§ Entries shown
* begin *
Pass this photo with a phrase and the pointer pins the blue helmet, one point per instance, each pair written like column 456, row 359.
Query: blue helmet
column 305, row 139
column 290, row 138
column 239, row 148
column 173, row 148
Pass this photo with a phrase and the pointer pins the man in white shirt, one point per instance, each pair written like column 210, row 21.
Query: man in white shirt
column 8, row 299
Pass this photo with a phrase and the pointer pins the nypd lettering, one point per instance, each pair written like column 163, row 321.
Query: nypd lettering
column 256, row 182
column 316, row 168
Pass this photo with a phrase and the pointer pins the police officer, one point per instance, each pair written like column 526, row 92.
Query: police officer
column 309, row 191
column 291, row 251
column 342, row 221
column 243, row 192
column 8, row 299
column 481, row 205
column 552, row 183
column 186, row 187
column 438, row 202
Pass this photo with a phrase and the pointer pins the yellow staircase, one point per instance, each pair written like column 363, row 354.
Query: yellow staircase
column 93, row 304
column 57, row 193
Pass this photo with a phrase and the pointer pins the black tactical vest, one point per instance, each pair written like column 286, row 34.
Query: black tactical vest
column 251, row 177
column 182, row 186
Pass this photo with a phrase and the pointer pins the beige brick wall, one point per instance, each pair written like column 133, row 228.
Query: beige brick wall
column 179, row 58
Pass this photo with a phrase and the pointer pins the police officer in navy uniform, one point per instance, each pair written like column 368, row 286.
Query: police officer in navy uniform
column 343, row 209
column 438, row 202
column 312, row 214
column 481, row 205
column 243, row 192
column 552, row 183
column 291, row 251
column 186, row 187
* end *
* begin *
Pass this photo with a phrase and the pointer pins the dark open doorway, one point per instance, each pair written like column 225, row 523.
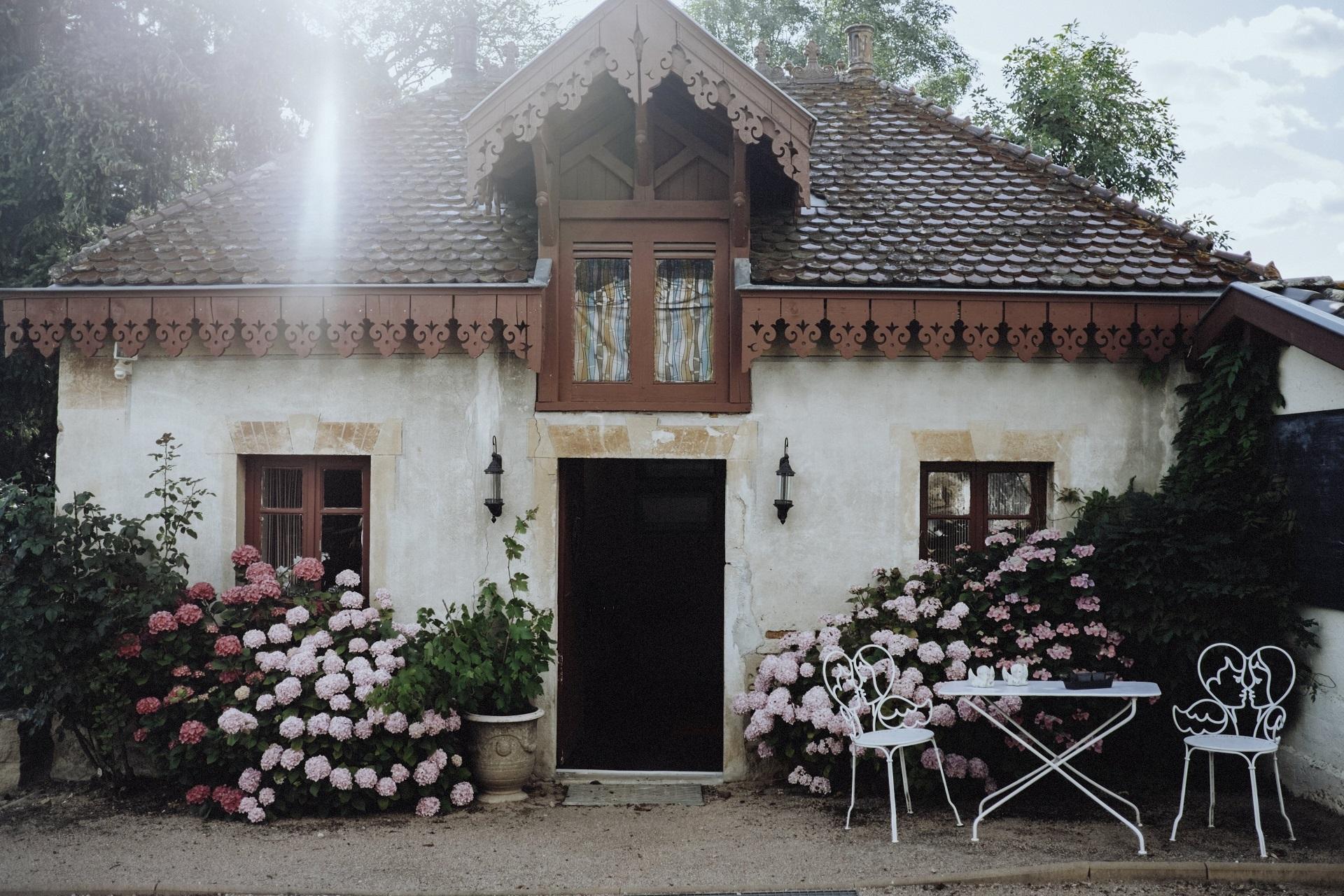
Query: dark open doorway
* end *
§ Given instruction
Lay out the lines from the one holding "210, row 21." through the one holding "column 316, row 168", inclusive, as a two-column CSV headed text and answer. Give one row per set of wording, with its points in the answer field, each field in quotes and any line breaks replaced by spaces.

§ Completed task
text,answer
"Pass this photo with a phrase and the pointer pins the man in white shirt, one point per instance, each pair written like column 210, row 21. Query: man in white shirt","column 8, row 299"
"Pass this photo with a phrase and the pointer pins the nypd lettering, one point per instance, each pair written like column 163, row 321. Query: nypd lettering","column 256, row 182 column 316, row 168"